--- START EXERCISE INPUTS ---

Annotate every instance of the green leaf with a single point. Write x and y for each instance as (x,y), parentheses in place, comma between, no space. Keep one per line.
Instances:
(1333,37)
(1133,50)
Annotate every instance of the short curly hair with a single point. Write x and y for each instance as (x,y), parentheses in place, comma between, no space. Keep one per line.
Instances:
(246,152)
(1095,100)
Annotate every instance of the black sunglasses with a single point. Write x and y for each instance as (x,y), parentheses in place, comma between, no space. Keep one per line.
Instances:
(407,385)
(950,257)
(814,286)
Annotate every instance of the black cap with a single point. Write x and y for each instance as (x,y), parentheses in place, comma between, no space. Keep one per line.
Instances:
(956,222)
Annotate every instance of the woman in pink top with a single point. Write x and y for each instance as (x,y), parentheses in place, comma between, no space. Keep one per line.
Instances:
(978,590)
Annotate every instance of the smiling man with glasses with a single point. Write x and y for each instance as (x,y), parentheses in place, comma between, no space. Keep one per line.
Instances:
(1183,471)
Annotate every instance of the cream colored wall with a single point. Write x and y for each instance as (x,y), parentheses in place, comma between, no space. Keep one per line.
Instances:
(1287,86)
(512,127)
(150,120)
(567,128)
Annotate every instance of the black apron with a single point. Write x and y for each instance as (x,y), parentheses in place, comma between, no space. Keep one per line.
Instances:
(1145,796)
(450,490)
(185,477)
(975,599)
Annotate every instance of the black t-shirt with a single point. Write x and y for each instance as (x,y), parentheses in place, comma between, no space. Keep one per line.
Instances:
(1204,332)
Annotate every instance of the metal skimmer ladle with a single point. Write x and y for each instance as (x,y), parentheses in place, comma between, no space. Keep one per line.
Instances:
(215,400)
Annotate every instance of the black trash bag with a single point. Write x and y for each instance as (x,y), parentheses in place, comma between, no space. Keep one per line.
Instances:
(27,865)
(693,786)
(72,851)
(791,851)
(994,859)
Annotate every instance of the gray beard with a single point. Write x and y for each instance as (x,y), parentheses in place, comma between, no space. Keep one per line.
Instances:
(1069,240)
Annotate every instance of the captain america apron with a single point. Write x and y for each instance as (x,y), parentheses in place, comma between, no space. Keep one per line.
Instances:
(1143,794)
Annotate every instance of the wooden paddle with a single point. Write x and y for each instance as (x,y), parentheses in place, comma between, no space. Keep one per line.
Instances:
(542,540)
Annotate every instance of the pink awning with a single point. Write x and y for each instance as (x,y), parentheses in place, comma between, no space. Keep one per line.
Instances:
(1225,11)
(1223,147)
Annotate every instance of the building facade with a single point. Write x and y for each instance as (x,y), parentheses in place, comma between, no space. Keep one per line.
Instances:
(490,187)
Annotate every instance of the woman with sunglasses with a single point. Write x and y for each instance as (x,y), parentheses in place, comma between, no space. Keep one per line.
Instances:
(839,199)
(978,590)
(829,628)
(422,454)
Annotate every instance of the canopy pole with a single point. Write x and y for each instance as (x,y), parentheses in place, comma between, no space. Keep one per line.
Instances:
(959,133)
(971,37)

--- END EXERCISE INPUTS ---

Return all of the above records exactly, leaving no line out.

Annotate every instance of the green leaf with a single point. Write x and y for each instance as (x,y), parentheses in place, comma between, no space. Keep one per line.
Instances:
(1333,37)
(1133,50)
Annotate every instance of the short curly hair with a single point. Write x and y for each instance as (x,y), parentheses in place, comma between, no space. Keep one per line.
Instances:
(246,152)
(1095,100)
Annotate every instance of the black sunglasses with a single point. Write x and y for each instance as (x,y), parentheses in place, comma between, no space. Keep one per line.
Instances:
(407,385)
(950,257)
(814,286)
Annotate every instance of the black cap with a single point. Write x and y for each instance as (x,y), parentheses in place, comma between, no space. Keep one per line.
Instances:
(956,222)
Annotate every instance of the woman in pink top with a single point. Write x and y for each instance as (x,y), parentheses in place, comma between, no space. Keep one per line.
Instances:
(978,590)
Annotate every instance of the smiling man with glasses with a single point. Write x and y for each instance as (x,y), parentheses in place, comma between, no space. Keep one per line.
Instances:
(1183,471)
Annotate every instance of the cream colored wall with a single point. Write x and y for each instance as (x,y), parentheses in place, comma between, no space. Keep one per line.
Instances:
(1287,86)
(512,127)
(150,120)
(567,128)
Annotate every instance of the black apron with a single point. Write x and y for each instance as (x,y), parentheses in place, comma between, no space. Keep one per line.
Instances:
(1145,796)
(450,490)
(185,477)
(975,599)
Annotate every instance of the black t-shirt with a single point. Write x and y for each instance as (x,y), parentheses in place, comma between, no space. Keep one per line.
Instances:
(1204,332)
Annotate every instance of the metal skimmer ladle with a single point. Write x and y for each instance as (x,y), parentheses in place, comma between, no space. Keep one per line.
Instances:
(215,400)
Annotate every instance of the black trash bag with a single point. Write x and y for each instance as (x,y), parentheses in place, comma between, no space. Keep one per line.
Instances:
(27,865)
(693,786)
(72,851)
(791,851)
(994,859)
Annotate every instance of the gray beard with a single point. Write x and y for each instance as (x,y), parentheses in place, comma between, no space. Keep one per line.
Instances:
(1069,240)
Annotate every instance of the captain america apron with a single point. Write x and y for each instance as (x,y), parentheses in place, comma between, no space. Keep one per line.
Instances:
(1143,794)
Annotate every instance of the wooden paddle with a single point. Write x and y for each instance as (x,y), parentheses in place, comma between, no space. Keep one per line.
Instances:
(542,540)
Annotate every instance of the pink awning with a single point. Write x and y for each instance as (x,y), parentheses in place, comma between, no space. Keep one per line.
Instances:
(1225,11)
(1223,147)
Annotate every instance of the building facade with a single point. Write x and y for each instance as (x,y), parentheses in place, comma between, no space. Keep one per line.
Instances:
(490,187)
Annotate every instance of the woman with sunglasses with a single point. Write x and y for each instance as (x,y), parentheses in place, comma between, no space. Keep one per line.
Instances:
(839,199)
(978,590)
(829,628)
(422,454)
Annotate every instance of the canopy pole with a single point. Write x and y for each instance as (x,y), parentheses in place, comma between, no space. Keep one per line.
Instances:
(959,133)
(971,37)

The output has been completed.